- _Records supplied_
╭──
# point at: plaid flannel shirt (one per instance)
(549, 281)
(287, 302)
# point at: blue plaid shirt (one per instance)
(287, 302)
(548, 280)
╰──
- _Exercise requirements_
Please transcribe all of the entries precisely.

- _Answer box_
# point at: plaid flannel shirt (one per instance)
(549, 281)
(287, 302)
# point at: blue plaid shirt (one per instance)
(287, 302)
(548, 280)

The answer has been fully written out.